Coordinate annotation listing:

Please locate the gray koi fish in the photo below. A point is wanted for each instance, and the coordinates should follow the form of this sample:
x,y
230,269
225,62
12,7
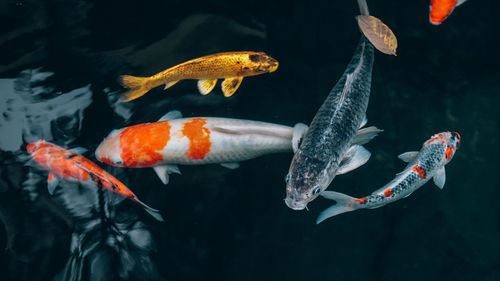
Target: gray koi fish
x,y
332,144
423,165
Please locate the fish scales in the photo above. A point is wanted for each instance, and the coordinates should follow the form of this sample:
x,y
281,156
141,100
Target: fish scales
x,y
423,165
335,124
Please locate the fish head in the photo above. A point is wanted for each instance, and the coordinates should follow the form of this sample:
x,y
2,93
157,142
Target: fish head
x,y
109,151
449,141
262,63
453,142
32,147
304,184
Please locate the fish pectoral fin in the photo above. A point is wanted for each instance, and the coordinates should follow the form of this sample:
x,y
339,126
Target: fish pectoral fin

--

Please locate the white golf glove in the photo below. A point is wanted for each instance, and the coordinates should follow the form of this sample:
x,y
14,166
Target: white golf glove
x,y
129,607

* * *

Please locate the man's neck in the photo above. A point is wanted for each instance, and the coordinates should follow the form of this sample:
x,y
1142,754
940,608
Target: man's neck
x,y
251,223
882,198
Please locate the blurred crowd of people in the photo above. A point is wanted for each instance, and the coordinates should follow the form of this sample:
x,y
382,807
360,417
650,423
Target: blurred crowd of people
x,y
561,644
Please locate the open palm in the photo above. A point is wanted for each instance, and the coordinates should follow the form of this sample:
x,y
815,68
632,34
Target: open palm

BRIEF:
Copy the listing word for word, beginning with the line containing "Please locate the fish pectoral" and continuing through the line containing "Target: fish pectoral fin", with both of those lines included.

WRITTEN RESPONSE:
Please locate the fish pectoral fin in the photo above. A point is wanted for each instance, and the coordinates should follow the form of this sample:
x,y
339,126
Target: fish pectoral fin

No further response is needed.